Information supplied
= = = = =

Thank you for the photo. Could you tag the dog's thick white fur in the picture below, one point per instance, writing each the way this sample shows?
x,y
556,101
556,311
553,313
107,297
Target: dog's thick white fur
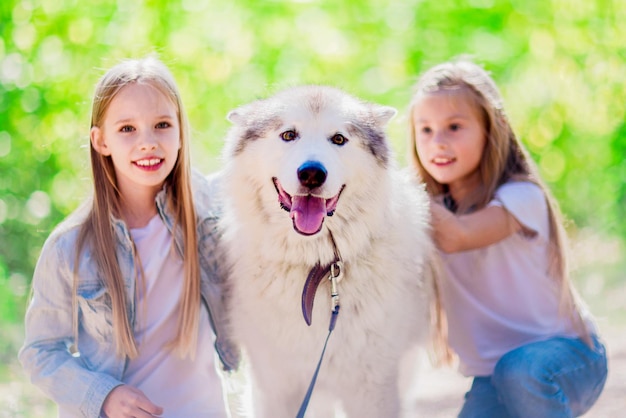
x,y
304,163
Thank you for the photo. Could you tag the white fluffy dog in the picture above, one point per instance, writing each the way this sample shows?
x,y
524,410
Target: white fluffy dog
x,y
309,182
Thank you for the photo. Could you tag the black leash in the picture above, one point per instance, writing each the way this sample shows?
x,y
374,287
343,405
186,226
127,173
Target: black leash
x,y
335,270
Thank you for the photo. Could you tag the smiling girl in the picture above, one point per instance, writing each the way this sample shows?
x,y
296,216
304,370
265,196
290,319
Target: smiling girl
x,y
127,299
513,317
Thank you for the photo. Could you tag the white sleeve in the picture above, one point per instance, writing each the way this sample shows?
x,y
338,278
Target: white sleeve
x,y
527,203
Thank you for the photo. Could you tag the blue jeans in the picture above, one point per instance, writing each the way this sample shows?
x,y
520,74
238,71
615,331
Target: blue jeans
x,y
559,377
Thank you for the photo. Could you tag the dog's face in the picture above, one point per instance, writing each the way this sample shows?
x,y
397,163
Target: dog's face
x,y
310,144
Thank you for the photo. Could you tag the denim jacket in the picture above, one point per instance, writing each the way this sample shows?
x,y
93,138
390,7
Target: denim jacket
x,y
79,383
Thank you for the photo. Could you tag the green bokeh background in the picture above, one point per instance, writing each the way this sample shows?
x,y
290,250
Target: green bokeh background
x,y
560,64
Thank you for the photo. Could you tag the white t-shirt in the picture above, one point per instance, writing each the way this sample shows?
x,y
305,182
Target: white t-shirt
x,y
183,387
500,297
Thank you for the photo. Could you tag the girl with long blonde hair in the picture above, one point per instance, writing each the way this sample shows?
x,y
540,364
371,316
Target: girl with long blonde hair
x,y
514,319
127,296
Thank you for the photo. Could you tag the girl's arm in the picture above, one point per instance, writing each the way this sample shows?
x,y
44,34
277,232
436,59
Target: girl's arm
x,y
45,354
478,229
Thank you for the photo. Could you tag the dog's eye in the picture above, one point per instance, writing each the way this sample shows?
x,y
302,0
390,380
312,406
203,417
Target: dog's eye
x,y
288,136
338,139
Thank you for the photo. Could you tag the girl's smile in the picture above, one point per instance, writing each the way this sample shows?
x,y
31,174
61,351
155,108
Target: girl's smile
x,y
450,139
141,133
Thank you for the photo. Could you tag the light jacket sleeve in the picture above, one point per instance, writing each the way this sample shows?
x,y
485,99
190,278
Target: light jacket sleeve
x,y
45,355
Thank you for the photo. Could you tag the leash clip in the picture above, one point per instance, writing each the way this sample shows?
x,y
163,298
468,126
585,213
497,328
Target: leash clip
x,y
336,271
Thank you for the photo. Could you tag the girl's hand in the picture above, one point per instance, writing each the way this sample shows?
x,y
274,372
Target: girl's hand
x,y
454,233
126,401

= = = = =

Exercise details
Will you set down the records word for word while leaving out every picture?

Answer for the task
Thank you for the photo. Could you tag the dog's thick white fur in the picture below, one point per instance, writing each the way this sample shows?
x,y
556,101
556,311
553,313
107,297
Target: dog's thick white fur
x,y
304,163
Thank you for the photo. Could you tag the white fluffy dog in the picture above, one point per instance, writing each the way this sample shows?
x,y
524,410
Target: white fluffy dog
x,y
309,182
Thank you for the photo. Could you tag the black leash in the picture above, one point per instance, writing each the way this sample shows?
x,y
374,287
343,405
186,226
127,173
Target: black leash
x,y
335,270
Thank you for the photo. Could you tag the smiling girl in the picture above, one point per instance, writing each the way this sample shows?
x,y
296,216
304,370
265,196
290,319
Target: smiling girl
x,y
127,299
513,317
Thank you for the photo. Could you tag the white sleeve in the picture above, one point per instance, writing each the way this sample shows?
x,y
338,278
Target: white sleeve
x,y
527,203
Thank you for the photo. Could you tag the blue jeans in the picture above, one point per instance, writing each the way this sample shows?
x,y
520,74
238,71
615,331
Target: blue jeans
x,y
559,377
Thank you for the photo. Could you tag the dog's face in the picture above, one point per instance, writing each the way this sample shows?
x,y
397,163
Target: dog's face
x,y
310,144
Thank you for the photo. Could you tag the denim jacket in the picture above, one point per instance, writing each the way this sample shows?
x,y
93,138
390,7
Target: denim jacket
x,y
79,383
Thank you for the photo. Could you tag the green bokeh background in the picture above, one point per instance, writing each the way this sample shows?
x,y
290,250
Target: green bokeh background
x,y
560,64
Thank you for the photo. Could you tag the white t-shirt in the picture above, one point per instance, writing each the way this sample shows?
x,y
305,182
Target: white t-shirt
x,y
183,387
500,297
Thank you for the photo. Could you tag the girl with long blonde hair in the picture above, one point per instance, writing each the way this sample shows?
x,y
540,364
371,316
Target: girl with long blonde hair
x,y
514,319
127,296
Thank you for the photo. Could you tag the girl's arm in the picture above, one point per instance, writing each the way this sample shows?
x,y
44,34
277,232
436,59
Target: girl's arm
x,y
45,354
478,229
Thank you for the photo. Could you tag the dog's eye in the picture above, one point per instance, writing each the way this sample shows?
x,y
302,0
390,380
312,406
203,417
Target: dog's eye
x,y
288,136
338,139
Thank you for the photo. Could you tag the girl's smile in the picture above, one point per instance, writing each the way this sample shows?
x,y
31,174
61,351
155,108
Target: girl's smile
x,y
450,139
141,133
Thank you for the photo. Could you tag the light jacket sleeve in the picture above, one point per instance, writing each the way this sample shows?
x,y
485,99
190,278
Target: light jacket sleeve
x,y
45,355
Thank you for the photo. Could you tag the leash clip in the picture above, one point per instance, writing each the way this sample shows?
x,y
163,298
468,126
585,213
497,328
Target: leash clip
x,y
336,271
Thank you for the photo. Could you tag the girl's hand in the picture above, one point per instance, writing each the way this sample shows?
x,y
274,372
Target: girl's hand
x,y
454,233
126,401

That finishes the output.